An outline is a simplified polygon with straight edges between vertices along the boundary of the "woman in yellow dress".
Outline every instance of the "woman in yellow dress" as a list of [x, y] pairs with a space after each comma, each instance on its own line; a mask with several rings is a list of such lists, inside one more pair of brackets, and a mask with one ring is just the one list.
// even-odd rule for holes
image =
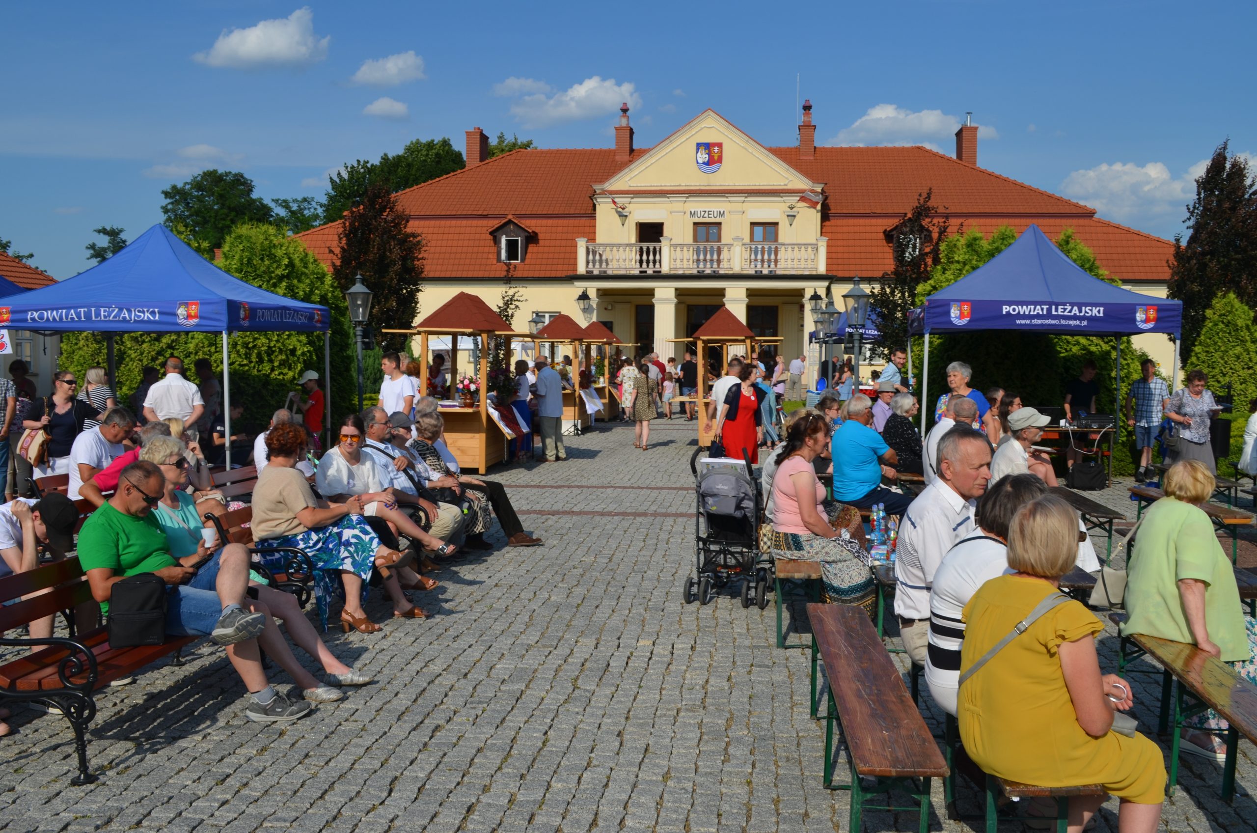
[[[1008, 532], [1008, 566], [964, 608], [962, 673], [1047, 595], [1077, 559], [1079, 516], [1045, 495], [1022, 507]], [[1052, 608], [960, 686], [964, 749], [984, 771], [1038, 786], [1102, 784], [1121, 799], [1123, 833], [1151, 833], [1165, 799], [1161, 751], [1143, 735], [1110, 731], [1114, 710], [1131, 707], [1131, 687], [1101, 674], [1095, 635], [1104, 625], [1080, 601]], [[1079, 833], [1104, 797], [1070, 800]]]

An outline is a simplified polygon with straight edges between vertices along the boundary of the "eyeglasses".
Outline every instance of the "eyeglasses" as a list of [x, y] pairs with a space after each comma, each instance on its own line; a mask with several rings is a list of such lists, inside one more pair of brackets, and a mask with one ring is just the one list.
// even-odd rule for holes
[[[187, 461], [184, 461], [184, 462], [187, 463]], [[140, 492], [140, 496], [142, 498], [145, 498], [145, 503], [147, 503], [148, 506], [157, 506], [157, 503], [161, 501], [160, 497], [153, 497], [152, 495], [150, 495], [148, 492], [143, 491], [142, 488], [140, 488], [138, 486], [136, 486], [134, 483], [132, 483], [131, 481], [126, 481], [126, 483], [131, 488], [133, 488], [137, 492]]]

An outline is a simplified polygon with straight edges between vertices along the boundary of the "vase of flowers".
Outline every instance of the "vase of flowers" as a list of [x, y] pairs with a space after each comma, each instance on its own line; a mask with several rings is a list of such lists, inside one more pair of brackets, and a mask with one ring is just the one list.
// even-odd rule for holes
[[475, 406], [475, 393], [480, 390], [480, 380], [475, 376], [463, 376], [459, 379], [459, 384], [455, 385], [459, 391], [459, 400], [464, 408]]

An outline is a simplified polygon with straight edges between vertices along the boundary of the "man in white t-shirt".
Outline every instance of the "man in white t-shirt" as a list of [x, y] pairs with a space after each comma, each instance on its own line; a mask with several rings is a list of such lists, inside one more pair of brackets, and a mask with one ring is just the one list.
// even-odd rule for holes
[[70, 445], [70, 486], [67, 492], [72, 501], [79, 498], [78, 491], [83, 483], [127, 452], [122, 440], [131, 437], [134, 428], [136, 418], [129, 410], [111, 408], [101, 418], [99, 428], [89, 428], [74, 438], [74, 444]]
[[195, 430], [196, 420], [205, 413], [201, 389], [184, 379], [184, 360], [171, 356], [166, 360], [166, 377], [153, 383], [145, 396], [145, 419], [170, 419], [178, 416], [184, 425]]
[[740, 385], [742, 380], [738, 379], [738, 374], [742, 372], [742, 359], [730, 359], [729, 369], [725, 375], [720, 376], [711, 385], [711, 401], [708, 403], [708, 419], [715, 420], [715, 415], [720, 413], [720, 405], [724, 404], [724, 398], [728, 395], [729, 389], [734, 385]]
[[401, 356], [386, 352], [380, 360], [380, 369], [385, 371], [385, 380], [380, 385], [380, 406], [390, 414], [410, 414], [419, 394], [415, 380], [401, 371]]

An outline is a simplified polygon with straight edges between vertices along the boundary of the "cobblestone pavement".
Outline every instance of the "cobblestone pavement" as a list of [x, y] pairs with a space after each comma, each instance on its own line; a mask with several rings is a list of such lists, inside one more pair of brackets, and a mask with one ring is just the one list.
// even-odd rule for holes
[[[16, 708], [16, 734], [0, 740], [0, 827], [846, 830], [847, 794], [821, 786], [825, 731], [808, 717], [807, 657], [773, 647], [773, 608], [743, 610], [732, 595], [681, 603], [695, 433], [659, 420], [642, 453], [631, 429], [600, 425], [569, 438], [567, 463], [493, 472], [518, 486], [514, 503], [546, 546], [447, 570], [422, 598], [431, 620], [386, 620], [372, 594], [383, 633], [327, 640], [378, 682], [312, 717], [246, 722], [221, 649], [200, 644], [184, 667], [157, 663], [101, 693], [89, 746], [101, 781], [74, 788], [64, 720]], [[1124, 500], [1124, 488], [1109, 497]], [[1116, 643], [1110, 627], [1106, 668]], [[1145, 727], [1156, 679], [1135, 678]], [[940, 737], [928, 693], [921, 707]], [[1219, 766], [1184, 761], [1163, 828], [1257, 828], [1251, 745], [1232, 805], [1219, 785]], [[977, 793], [963, 788], [962, 802], [975, 809]], [[970, 829], [940, 819], [941, 808], [935, 784], [930, 828]], [[916, 823], [872, 812], [865, 829]], [[1099, 830], [1116, 830], [1115, 800]]]

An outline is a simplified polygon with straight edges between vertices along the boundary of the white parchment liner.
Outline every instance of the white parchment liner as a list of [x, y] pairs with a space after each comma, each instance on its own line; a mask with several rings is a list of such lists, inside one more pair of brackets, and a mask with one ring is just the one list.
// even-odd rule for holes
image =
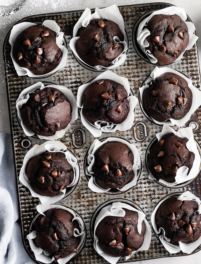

* * * *

> **WORK REQUIRED**
Repeat every line of the listing with "vertices" switched to "corner points" and all other text unchanged. Leave the pictures out.

> **SOLUTION TO THE EXERCISE**
An outline is a simplified polygon with straight edges between corner points along the boundary of the "woman in yellow dress".
Outline every instance of the "woman in yellow dress" as a list of [x, y] pairs with a space after each comma, each instance on its own line; a mask with several rings is a list of such lists, inside one more pair of brackets, and a mask with one ring is just the one list.
// even-odd rule for holes
image =
[[[1008, 532], [1008, 566], [964, 608], [962, 673], [1047, 595], [1077, 559], [1079, 516], [1045, 495], [1022, 507]], [[1052, 608], [960, 686], [964, 749], [984, 771], [1038, 786], [1102, 784], [1121, 799], [1123, 833], [1151, 833], [1165, 799], [1161, 751], [1143, 735], [1110, 731], [1114, 710], [1131, 707], [1131, 687], [1101, 674], [1095, 635], [1104, 625], [1080, 601]], [[1079, 833], [1104, 797], [1070, 800]]]

An outline is a simplified polygon with straight edges between corner points along the boundary of the "eyeglasses".
Outline every instance of the "eyeglasses" as a list of [x, y] pairs with a space after each comma, each instance on its own line; a mask with several rings is a list of such lists, inside one more pair of brackets, and a mask with one ring is just the one list.
// even-odd rule for holes
[[[187, 461], [184, 461], [184, 462], [187, 463]], [[140, 492], [140, 496], [142, 498], [145, 498], [145, 503], [147, 503], [148, 506], [157, 506], [157, 503], [161, 501], [160, 497], [153, 497], [152, 495], [150, 495], [148, 492], [143, 491], [142, 488], [140, 488], [138, 486], [136, 486], [134, 483], [132, 483], [131, 481], [126, 481], [126, 483], [131, 488], [133, 488], [137, 492]]]

An outline is a simplified polygon with straight edges between corner points along the boundary of the "vase of flowers".
Outline every instance of the "vase of flowers" as a list of [x, y] pairs with a space after each comma, each instance on its own line; a mask with several rings is a list of such lists, inside one more pair of brackets, and a mask with one ring is just the one list.
// even-odd rule for holes
[[475, 406], [475, 393], [480, 390], [480, 380], [475, 376], [463, 376], [459, 379], [459, 384], [455, 385], [459, 391], [459, 400], [464, 408]]

An outline is a simplified polygon with straight edges between corner points along the boundary of the "man in white t-shirt".
Outline every instance of the "man in white t-shirt" as a list of [x, y] pairs with a space after each comma, each instance on its own line; a mask with several rings is a list of such lists, inside one more pair of brackets, and a mask with one ring is just the one list.
// even-odd rule for holes
[[70, 445], [70, 486], [67, 492], [72, 501], [79, 498], [78, 491], [83, 483], [127, 452], [122, 440], [131, 437], [134, 428], [136, 418], [129, 410], [111, 408], [101, 418], [99, 428], [89, 428], [74, 438], [74, 444]]
[[195, 430], [196, 420], [205, 413], [201, 389], [184, 379], [184, 360], [171, 356], [166, 360], [166, 377], [153, 383], [145, 396], [145, 419], [170, 419], [178, 416], [184, 425]]
[[740, 385], [742, 380], [738, 379], [738, 374], [742, 372], [742, 359], [730, 359], [729, 369], [725, 375], [720, 376], [711, 385], [711, 401], [708, 403], [708, 419], [715, 420], [715, 415], [720, 413], [720, 405], [724, 404], [724, 398], [728, 395], [729, 389], [734, 385]]
[[401, 356], [386, 352], [380, 360], [380, 369], [385, 371], [385, 380], [380, 385], [380, 406], [390, 414], [410, 414], [419, 394], [415, 380], [401, 371]]

An outline is a simplified polygon with straight edges between corner points along the boundary of the "cobblestone pavement".
Outline every instance of the "cobblestone pavement" as a list of [x, y] pairs with a space after each comma, each instance on its own line; a mask with several rings is a list of such lists, inside one more pair of brackets, and a mask with one ring is just the one list.
// even-odd rule for holes
[[[16, 708], [16, 734], [0, 740], [0, 827], [846, 830], [847, 794], [821, 786], [825, 731], [808, 717], [807, 657], [773, 647], [773, 608], [743, 610], [732, 595], [681, 603], [695, 433], [659, 420], [642, 453], [631, 429], [600, 425], [569, 438], [567, 463], [493, 472], [518, 486], [514, 503], [546, 546], [447, 570], [422, 598], [431, 620], [386, 620], [372, 594], [383, 633], [327, 640], [378, 682], [312, 717], [246, 722], [221, 649], [200, 644], [184, 667], [157, 663], [101, 693], [89, 746], [101, 781], [74, 788], [64, 720]], [[1124, 500], [1124, 488], [1109, 497]], [[1116, 643], [1110, 627], [1106, 668]], [[1145, 727], [1156, 679], [1135, 678]], [[940, 737], [928, 693], [921, 707]], [[1219, 766], [1184, 761], [1163, 828], [1257, 828], [1251, 745], [1232, 805], [1219, 785]], [[977, 793], [963, 788], [962, 802], [975, 809]], [[970, 829], [940, 819], [941, 808], [935, 784], [930, 828]], [[916, 823], [872, 812], [865, 829]], [[1099, 830], [1116, 830], [1115, 800]]]

An outline is a simplified polygon with straight edges between corner points along the boundary of the white parchment liner.
Outline every instance of the white parchment liner as a list of [x, y] pairs with a space after each comma, each instance on its own line; a mask with several rings is a list of such lists, inside one more pair of brackets, and a mask with one ring is just the one list.
// even-odd rule for holes
image =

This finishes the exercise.